Task objective:
For the word "hair", copy every line of the material that includes it.

Data to use:
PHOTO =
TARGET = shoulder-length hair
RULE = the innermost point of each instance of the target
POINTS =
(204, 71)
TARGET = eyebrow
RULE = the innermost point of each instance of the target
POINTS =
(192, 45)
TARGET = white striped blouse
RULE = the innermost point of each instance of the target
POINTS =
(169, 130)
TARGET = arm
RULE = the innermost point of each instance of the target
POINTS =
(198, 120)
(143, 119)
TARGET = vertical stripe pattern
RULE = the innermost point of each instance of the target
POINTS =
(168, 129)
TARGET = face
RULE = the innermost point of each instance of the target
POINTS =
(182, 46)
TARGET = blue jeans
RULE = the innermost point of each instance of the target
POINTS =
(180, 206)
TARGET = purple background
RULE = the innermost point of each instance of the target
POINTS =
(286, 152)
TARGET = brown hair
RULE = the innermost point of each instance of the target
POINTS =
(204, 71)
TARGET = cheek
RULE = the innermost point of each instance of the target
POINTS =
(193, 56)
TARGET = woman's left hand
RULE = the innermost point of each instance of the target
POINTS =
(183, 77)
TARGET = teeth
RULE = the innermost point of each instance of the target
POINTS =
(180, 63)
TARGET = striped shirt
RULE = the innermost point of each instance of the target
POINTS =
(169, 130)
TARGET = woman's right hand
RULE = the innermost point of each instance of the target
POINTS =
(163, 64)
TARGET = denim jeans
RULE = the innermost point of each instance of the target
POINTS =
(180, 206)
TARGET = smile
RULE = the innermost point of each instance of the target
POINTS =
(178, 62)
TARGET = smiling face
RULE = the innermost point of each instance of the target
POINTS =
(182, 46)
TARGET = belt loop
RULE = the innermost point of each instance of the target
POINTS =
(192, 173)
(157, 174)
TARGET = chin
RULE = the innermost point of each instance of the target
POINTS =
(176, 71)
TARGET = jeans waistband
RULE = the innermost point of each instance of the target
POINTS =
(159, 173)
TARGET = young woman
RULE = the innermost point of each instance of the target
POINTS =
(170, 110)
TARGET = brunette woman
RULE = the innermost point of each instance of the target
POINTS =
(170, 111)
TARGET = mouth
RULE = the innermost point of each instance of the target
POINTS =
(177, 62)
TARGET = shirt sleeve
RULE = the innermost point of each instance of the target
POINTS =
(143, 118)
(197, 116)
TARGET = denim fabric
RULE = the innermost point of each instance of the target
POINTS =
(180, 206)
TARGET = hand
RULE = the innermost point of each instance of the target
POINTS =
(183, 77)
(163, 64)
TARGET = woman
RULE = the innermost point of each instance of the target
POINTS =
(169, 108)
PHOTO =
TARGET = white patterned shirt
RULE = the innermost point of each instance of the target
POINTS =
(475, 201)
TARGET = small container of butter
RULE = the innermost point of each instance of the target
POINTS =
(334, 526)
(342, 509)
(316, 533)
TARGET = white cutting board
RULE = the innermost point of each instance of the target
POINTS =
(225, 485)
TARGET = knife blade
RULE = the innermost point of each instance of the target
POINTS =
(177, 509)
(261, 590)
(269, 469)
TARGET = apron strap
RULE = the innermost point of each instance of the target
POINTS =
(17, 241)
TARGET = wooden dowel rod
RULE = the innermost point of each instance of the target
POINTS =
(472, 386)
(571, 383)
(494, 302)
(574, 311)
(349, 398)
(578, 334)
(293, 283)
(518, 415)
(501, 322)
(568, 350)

Answer:
TARGET = shoulder-length hair
TARGET = brown hair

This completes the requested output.